**EXERCISE TASKS**
[1] Tell whether each statement agrees with the stone problem, answering yes or no and quoting the deciding words: (a) The string is 2 m long. (b) The stone hits the ground 10 m away. (c) The correct option is B.
[2] Rewrite the stone problem starting with "Given that $h=2m$" and going on through "is, $s=vt$ (2)", putting "horizontal range" wherever "horizontal distance" occurs.

**SOURCE DOCUMENT**

Question

A boy whirls a stone in a horizontal circle $2m$ above the ground by means of a string $1.25m$ long. The string breaks and the stone flies off horizontally, striking the ground $10m$ away. What is the magnitude of the centripetal acceleration during circular motion? Take $g=10{ms}^{-2}.$

• A. $100{ms}^{-2}$
• B. $200{ms}^{-2}$
• C. $300{ms}^{-2}$
• D. $400{ms}^{-2}$

Answer 1

The correct option is B $200{ms}^{-2}$

Given that $h=2m$ and $r=1.25m$ and a horizontal distance $s=10m$ When the string breaks , the stone is projected in the horizontal direction , which means that there is no initial velocity .

From $s=ut+\frac{1}{2}g{t}^2,$ we have

$h=\frac{1}{2}g{t}^2$ (1)

the horizontal distance travelled in time t is, $s=vt$ (2)

where $v$ is the velocity of the stone in the horizontal direction which is the same as its velocity in circular motion

eliminating $t$ from eq(1) and (2) we get

$v^2=\frac{g{s}^2}{2h}$

So centripetal acceleration =$a_c=\frac{v^2}{r}=\frac{g{s}^2}{2hr}=\frac{10\ast 10\ast 10}{2\ast 2\ast 1.25}=200m/s^2$

[Object position labeling entries]
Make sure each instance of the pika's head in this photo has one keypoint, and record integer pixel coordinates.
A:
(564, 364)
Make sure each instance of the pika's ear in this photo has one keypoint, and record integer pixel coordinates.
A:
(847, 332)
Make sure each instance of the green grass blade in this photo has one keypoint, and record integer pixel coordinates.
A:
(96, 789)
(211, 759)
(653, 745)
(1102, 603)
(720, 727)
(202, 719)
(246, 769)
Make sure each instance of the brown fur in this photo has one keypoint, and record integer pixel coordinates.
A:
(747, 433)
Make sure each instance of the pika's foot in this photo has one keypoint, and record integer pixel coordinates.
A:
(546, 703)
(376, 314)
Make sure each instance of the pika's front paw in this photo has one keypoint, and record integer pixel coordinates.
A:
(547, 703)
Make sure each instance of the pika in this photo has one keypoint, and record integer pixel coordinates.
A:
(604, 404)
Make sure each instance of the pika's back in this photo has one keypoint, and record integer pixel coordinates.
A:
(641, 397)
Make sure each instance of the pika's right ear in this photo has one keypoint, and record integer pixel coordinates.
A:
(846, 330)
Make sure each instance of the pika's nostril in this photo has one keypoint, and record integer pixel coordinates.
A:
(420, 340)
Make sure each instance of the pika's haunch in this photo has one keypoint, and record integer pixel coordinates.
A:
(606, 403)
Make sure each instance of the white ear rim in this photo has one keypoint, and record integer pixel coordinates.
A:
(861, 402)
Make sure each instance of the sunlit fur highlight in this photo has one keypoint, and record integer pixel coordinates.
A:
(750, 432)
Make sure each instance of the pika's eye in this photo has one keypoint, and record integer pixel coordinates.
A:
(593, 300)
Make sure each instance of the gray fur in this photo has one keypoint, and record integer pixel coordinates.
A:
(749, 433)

**COMPLETED EXERCISE**
[1]
(a) No: "by means of a string $1.25m$ long"
(b) Yes: "striking the ground $10m$ away"
(c) Yes: "The correct option is B"

[2]
Given that $h=2m$ and $r=1.25m$ and a horizontal range $s=10m$ When the string breaks , the stone is projected in the horizontal direction , which means that there is no initial velocity .

From $s=ut+\frac{1}{2}g{t}^2,$ we have

$h=\frac{1}{2}g{t}^2$ (1)

the horizontal range travelled in time t is, $s=vt$ (2)